## Records provided
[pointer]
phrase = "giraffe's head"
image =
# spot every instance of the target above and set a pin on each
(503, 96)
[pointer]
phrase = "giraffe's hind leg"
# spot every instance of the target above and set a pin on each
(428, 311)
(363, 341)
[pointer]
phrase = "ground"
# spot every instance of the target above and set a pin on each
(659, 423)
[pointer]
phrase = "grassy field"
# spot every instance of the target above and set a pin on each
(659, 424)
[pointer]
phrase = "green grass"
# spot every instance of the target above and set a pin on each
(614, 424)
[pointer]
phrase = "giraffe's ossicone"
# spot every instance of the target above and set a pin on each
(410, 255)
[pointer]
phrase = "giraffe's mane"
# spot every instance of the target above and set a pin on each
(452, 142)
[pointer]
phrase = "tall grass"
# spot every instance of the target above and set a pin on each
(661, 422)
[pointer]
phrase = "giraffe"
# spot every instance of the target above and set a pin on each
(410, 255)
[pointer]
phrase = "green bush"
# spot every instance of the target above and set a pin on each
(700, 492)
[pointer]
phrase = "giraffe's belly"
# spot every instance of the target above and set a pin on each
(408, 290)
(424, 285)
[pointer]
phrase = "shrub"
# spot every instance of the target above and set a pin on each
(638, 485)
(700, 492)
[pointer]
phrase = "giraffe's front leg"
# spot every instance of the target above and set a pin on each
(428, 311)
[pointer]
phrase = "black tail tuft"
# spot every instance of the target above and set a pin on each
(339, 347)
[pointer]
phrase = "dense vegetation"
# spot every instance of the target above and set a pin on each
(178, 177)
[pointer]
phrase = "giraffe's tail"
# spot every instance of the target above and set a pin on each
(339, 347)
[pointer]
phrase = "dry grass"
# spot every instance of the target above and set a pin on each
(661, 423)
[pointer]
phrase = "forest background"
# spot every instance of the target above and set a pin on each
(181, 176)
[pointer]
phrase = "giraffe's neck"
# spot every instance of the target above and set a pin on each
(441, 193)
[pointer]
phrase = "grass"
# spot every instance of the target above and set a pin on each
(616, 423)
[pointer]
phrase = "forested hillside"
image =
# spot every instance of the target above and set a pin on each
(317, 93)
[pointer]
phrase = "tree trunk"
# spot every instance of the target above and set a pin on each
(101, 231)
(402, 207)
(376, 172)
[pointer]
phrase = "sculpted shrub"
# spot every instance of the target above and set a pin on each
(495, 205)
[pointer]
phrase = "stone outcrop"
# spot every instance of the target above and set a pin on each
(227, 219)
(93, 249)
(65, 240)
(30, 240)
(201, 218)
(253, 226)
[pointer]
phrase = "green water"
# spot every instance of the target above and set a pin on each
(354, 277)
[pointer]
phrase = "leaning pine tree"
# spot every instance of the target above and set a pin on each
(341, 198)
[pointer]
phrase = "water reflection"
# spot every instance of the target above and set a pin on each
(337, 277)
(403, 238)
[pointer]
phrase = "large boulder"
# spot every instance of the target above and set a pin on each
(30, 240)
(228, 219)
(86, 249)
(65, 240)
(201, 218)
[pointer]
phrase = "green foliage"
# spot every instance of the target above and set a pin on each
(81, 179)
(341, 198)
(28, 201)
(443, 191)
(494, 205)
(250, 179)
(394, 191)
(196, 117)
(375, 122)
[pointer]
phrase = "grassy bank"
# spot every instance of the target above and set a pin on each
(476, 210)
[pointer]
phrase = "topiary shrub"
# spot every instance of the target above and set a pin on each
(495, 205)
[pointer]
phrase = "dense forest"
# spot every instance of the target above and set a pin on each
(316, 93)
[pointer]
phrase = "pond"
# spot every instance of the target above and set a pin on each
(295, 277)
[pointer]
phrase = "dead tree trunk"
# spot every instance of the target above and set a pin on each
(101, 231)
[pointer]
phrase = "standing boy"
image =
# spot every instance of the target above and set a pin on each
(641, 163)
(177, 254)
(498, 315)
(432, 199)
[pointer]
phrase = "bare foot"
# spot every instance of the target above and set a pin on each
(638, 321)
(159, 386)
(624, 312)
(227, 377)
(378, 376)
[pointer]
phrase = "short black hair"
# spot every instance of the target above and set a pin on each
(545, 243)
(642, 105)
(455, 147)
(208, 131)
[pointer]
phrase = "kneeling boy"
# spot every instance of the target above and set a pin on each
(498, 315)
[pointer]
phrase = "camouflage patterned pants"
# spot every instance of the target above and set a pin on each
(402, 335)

## How to complete this task
Check each line above for "tail" and return the ones that have it.

## Problem solution
phrase = "black tail tuft"
phrase = "giraffe's tail"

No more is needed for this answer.